__DETALHES DA TAREFA__
Extraia do trecho sobre o discurso escatológico de Jesus a passagem que vai de "Deus salva o" até "bloqueiam a salvação.", sem alterar nenhuma palavra.

__TRECHO PARA LEITURA__
════════════════
O chamado “discurso escatológico” de Jesus não tem como propósito assustar os discípulos, fazer-lhes medo, mas infundir-lhes confiança nas outras palavras de Jesus. É como se dissessem: ‘O Senhor não os enganou. Aquilo que predissera, aconteceu’. A perseguição aos seus seguidores acontece: “O discípulo não é maior do que o mestre”.

A intervenção de Deus na história, na pessoa de Jesus de Nazaré, introduz a novidade de que a salvação é para todos. Jerusalém é condenada porque traiu sua missão. Em vez de ser sinal da salvação de Deus para todos os povos, fechou-se no seu particularismo, apodrecendo sem gerar vida. A fidelidade de Deus é traída pela infidelidade de um povo escolhido. Sendo a salvação o encontro de duas fidelidades, Jerusalém não corresponde. Jesus, o Filho Amado, permanece fiel e garante a salvação a todos.

Embora esteja garantida a salvação, permanece, porém a incompletude enquanto depende da resposta de cada ser humano. É uma promessa que espera ser completada. É um dom que supõe conquista. A fidelidade de cada um deve encontrar eco na fidelidade de Jesus ao Pai.

Deus salva o indivíduo na comunidade. A Igreja tem, pois, a missão de quebrar as barreiras que dividem a humanidade. A divisão, a ganância, o egoísmo, o preconceito, o fechamento são atitudes pecaminosas que bloqueiam a salvação.

As obras suntuosas, as pessoas famosas, as beldades, a fama, o sucesso passarão. Só não passará o amor de Deus testemunhado pela firmeza e fidelidade daqueles que são apaixonados pelo Reino e têm a coragem de entregar a vida. “Quem procurar ganhar sua vida, vai perdê-la, e quem a perder vai conservá-la” [Lc 17,33].

A propósito da segunda leitura de hoje: “Quem não quer trabalhar também não há de comer” [2Ts 3,10], é bom entender que Paulo diz para o cristão não ficar parado. É preciso agir, fazer alguma coisa, não esperar que as coisas caiam do céu. Um mundo novo é construído a partir do empenho de cada um. Quem pensa que basta ir à igreja para se salvar está traindo o projeto de Jesus. É preciso “trabalhar” a salvação e a libertação de si próprio, do mundo e da história. Cada um dentro de suas possibilidades e dons. É preciso ser firme até o fim!
════════════════
__LINHAS__

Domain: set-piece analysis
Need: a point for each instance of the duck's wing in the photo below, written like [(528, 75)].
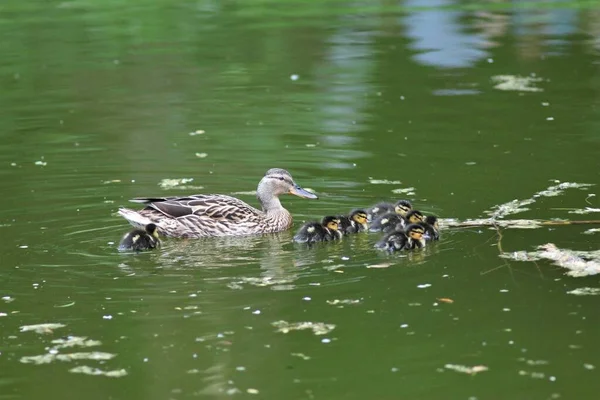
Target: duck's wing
[(212, 206)]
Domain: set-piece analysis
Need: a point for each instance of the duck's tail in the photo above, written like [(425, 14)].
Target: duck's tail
[(134, 218)]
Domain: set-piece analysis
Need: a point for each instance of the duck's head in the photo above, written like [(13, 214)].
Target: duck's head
[(414, 217), (402, 207), (151, 229), (432, 220), (360, 217), (415, 231), (330, 222), (278, 181)]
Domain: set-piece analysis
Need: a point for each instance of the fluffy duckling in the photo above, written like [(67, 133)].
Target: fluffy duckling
[(387, 223), (324, 231), (432, 229), (395, 221), (409, 239), (139, 239), (414, 217), (354, 222)]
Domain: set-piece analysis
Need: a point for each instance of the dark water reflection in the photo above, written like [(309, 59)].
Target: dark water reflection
[(361, 101)]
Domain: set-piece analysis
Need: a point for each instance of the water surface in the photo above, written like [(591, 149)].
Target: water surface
[(357, 100)]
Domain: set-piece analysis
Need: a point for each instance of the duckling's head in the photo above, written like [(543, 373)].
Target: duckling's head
[(415, 231), (359, 216), (330, 222), (152, 230), (278, 181), (403, 207), (414, 217), (432, 220)]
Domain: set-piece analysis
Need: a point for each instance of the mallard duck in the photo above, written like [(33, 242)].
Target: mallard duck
[(220, 215), (408, 239), (323, 231), (432, 229), (354, 222), (139, 239), (402, 207), (394, 221)]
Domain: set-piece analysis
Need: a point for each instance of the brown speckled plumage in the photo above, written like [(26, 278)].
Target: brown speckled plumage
[(220, 215)]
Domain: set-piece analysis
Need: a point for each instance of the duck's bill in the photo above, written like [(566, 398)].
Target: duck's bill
[(298, 191)]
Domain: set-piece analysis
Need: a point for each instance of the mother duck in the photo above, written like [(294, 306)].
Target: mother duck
[(204, 215)]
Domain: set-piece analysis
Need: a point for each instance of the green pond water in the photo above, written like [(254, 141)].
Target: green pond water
[(360, 101)]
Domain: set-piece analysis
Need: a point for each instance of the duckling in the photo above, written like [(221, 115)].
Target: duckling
[(414, 217), (432, 229), (324, 231), (354, 222), (389, 222), (397, 240), (139, 240)]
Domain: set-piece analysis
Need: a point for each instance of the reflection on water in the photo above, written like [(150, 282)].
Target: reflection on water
[(361, 102)]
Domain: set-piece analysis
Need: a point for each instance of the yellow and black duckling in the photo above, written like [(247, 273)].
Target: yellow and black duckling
[(401, 207), (411, 238), (138, 240), (354, 222), (325, 231), (432, 229), (390, 222)]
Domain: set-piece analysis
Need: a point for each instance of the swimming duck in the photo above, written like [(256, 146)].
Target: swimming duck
[(402, 207), (220, 215), (432, 229), (139, 239), (324, 231), (408, 239), (389, 222), (354, 222)]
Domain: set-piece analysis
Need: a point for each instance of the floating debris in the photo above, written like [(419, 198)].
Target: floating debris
[(591, 231), (382, 265), (84, 369), (50, 357), (579, 263), (344, 302), (41, 328), (301, 355), (516, 83), (383, 182), (466, 370), (587, 210), (585, 291), (247, 193), (407, 191), (318, 328), (72, 341), (517, 206), (512, 207), (179, 183)]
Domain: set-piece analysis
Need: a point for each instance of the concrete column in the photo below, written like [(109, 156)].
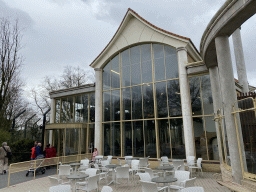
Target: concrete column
[(240, 64), (217, 102), (98, 111), (186, 102), (52, 118), (228, 98)]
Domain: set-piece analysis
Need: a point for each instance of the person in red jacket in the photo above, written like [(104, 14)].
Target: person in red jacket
[(33, 153)]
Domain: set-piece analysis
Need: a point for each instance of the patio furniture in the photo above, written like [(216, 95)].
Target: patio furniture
[(128, 159), (109, 159), (122, 173), (197, 166), (112, 167), (178, 165), (181, 177), (145, 177), (143, 163), (165, 168), (189, 182), (151, 187), (191, 161), (192, 189), (106, 189), (55, 181), (62, 188), (64, 170), (85, 164), (151, 173), (90, 185), (75, 165)]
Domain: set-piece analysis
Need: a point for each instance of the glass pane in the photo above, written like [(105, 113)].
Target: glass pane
[(148, 101), (106, 77), (200, 140), (91, 137), (126, 95), (159, 62), (78, 108), (83, 140), (194, 83), (150, 138), (146, 63), (212, 138), (161, 96), (207, 94), (57, 141), (174, 101), (115, 74), (116, 139), (92, 107), (65, 110), (72, 139), (138, 141), (125, 68), (136, 103), (106, 106), (164, 138), (171, 62), (107, 139), (84, 117), (57, 110), (127, 127), (177, 139), (115, 105)]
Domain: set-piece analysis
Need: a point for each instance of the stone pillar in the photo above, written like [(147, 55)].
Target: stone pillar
[(217, 102), (98, 111), (52, 118), (228, 98), (186, 102), (240, 64)]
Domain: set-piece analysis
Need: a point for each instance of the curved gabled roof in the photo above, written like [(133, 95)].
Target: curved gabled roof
[(130, 13)]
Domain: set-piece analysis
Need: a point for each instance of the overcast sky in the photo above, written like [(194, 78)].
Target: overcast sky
[(73, 32)]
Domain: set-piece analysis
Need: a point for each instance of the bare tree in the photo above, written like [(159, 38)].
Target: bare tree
[(11, 61)]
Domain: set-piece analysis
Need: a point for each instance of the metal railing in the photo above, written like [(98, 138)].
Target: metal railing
[(35, 164)]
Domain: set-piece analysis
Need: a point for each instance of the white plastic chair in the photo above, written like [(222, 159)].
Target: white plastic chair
[(91, 172), (145, 177), (109, 159), (181, 177), (85, 164), (189, 182), (191, 161), (60, 188), (64, 170), (143, 163), (122, 173), (197, 166), (55, 181), (192, 189), (90, 185), (151, 187), (178, 165), (151, 173), (128, 159), (106, 189)]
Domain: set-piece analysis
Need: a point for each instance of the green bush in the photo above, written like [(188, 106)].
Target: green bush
[(21, 150)]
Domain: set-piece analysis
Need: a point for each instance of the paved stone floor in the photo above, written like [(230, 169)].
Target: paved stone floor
[(42, 184)]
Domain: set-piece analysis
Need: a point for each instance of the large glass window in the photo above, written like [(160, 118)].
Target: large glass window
[(141, 96)]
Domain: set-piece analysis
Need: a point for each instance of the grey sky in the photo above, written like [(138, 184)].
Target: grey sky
[(73, 32)]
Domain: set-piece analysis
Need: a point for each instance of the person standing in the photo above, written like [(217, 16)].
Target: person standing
[(3, 158)]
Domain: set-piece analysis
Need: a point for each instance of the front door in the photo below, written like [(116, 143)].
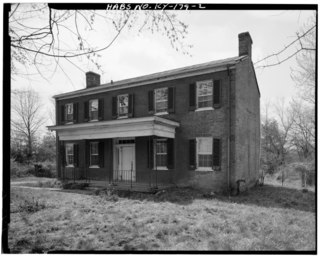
════════════════
__SOLUÇÃO COMPLETA__
Deus salva o indivíduo na comunidade. A Igreja tem, pois, a missão de quebrar as barreiras que dividem a humanidade. A divisão, a ganância, o egoísmo, o preconceito, o fechamento são atitudes pecaminosas que bloqueiam a salvação.